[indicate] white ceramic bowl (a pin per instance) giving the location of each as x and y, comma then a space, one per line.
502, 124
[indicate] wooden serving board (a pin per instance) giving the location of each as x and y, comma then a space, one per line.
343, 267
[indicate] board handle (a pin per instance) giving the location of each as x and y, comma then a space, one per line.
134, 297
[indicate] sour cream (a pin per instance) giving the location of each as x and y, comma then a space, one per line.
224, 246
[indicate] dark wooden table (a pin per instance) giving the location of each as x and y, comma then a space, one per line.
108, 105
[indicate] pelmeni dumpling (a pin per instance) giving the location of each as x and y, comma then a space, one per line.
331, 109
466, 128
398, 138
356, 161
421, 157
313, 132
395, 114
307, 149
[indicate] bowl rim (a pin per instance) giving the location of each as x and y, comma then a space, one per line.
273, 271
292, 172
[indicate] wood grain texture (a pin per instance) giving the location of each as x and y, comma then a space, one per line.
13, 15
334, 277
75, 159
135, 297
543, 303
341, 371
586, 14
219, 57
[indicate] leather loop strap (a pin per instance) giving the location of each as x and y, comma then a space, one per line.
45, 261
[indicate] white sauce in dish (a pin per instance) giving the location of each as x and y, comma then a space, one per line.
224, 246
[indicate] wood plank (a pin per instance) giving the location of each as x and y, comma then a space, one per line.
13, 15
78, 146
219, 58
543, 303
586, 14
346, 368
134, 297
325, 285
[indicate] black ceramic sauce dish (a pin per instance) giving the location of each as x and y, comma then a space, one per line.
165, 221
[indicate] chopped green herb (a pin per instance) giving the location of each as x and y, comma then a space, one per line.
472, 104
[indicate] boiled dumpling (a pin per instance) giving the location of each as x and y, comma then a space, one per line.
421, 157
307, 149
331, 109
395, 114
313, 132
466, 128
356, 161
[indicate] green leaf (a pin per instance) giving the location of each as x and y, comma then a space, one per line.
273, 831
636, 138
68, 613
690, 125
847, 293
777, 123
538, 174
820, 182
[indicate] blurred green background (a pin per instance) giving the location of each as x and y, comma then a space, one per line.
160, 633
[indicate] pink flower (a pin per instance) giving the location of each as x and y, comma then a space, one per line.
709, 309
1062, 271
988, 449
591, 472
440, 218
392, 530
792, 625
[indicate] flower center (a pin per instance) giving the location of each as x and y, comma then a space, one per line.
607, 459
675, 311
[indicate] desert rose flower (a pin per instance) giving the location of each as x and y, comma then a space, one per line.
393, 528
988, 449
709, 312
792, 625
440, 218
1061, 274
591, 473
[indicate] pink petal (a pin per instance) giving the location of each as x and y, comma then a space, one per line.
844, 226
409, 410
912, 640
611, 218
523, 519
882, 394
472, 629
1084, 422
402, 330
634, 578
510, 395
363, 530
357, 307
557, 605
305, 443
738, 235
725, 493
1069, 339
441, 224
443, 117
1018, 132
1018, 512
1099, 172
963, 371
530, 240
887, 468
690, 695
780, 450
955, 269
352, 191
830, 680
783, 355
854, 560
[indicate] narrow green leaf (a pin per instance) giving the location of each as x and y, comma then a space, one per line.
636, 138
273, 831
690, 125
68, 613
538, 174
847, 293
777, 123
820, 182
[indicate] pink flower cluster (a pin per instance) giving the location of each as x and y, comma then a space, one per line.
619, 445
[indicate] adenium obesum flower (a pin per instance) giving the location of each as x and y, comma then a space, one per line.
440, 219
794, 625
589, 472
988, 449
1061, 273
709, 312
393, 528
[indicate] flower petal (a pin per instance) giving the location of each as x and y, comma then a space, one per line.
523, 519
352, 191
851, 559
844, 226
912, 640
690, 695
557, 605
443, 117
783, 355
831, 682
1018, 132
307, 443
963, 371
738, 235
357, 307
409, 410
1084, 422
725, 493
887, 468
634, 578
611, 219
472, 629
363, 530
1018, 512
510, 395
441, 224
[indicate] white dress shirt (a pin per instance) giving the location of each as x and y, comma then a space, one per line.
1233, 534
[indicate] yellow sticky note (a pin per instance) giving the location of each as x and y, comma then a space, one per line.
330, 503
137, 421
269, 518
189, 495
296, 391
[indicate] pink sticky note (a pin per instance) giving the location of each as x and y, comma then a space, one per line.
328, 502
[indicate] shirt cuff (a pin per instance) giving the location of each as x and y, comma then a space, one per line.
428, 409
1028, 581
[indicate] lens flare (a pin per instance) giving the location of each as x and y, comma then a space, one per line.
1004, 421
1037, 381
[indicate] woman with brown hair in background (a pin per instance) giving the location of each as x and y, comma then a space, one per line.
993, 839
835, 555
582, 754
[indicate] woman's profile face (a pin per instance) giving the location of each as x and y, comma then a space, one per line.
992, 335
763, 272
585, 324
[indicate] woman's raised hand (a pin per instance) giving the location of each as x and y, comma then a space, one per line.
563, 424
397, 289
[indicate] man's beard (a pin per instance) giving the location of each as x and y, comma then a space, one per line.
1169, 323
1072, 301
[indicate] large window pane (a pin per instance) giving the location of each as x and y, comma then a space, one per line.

- What you should do:
Retype, exactly as written, each line from the one that has "[indicate] shirt cuff" to the bottom of the entries above, and include both of those lines.

- Expected answer:
[indicate] shirt cuff (a pin per instance) giving the location of each as x and y, comma then a space, one per line.
428, 409
1028, 581
[indicate] lens flare (a pin per instance) giving the location of each as x and y, comma then a space, one per line.
1004, 421
1037, 381
[indicate] woman with brown hair in background (a pin per instance) giving the location of each as x and y, comma then a space, one per line.
993, 839
835, 555
582, 754
[indicate] woman's profile face (a pin per instance) giving the location of each as x and y, comma then a space, one per line.
992, 335
763, 272
585, 324
[indicate] woman's raised hand (a pin per instance) giving the location of each as x and y, comma then a space, one per line.
563, 424
397, 289
[indicate] man's beard (a pin per instance) giving the location of each as x and y, comma then a space, one per line.
1169, 323
1072, 301
[indicate] large window pane (a pin per instance) giving the location of each as x and y, comma then a space, one per line.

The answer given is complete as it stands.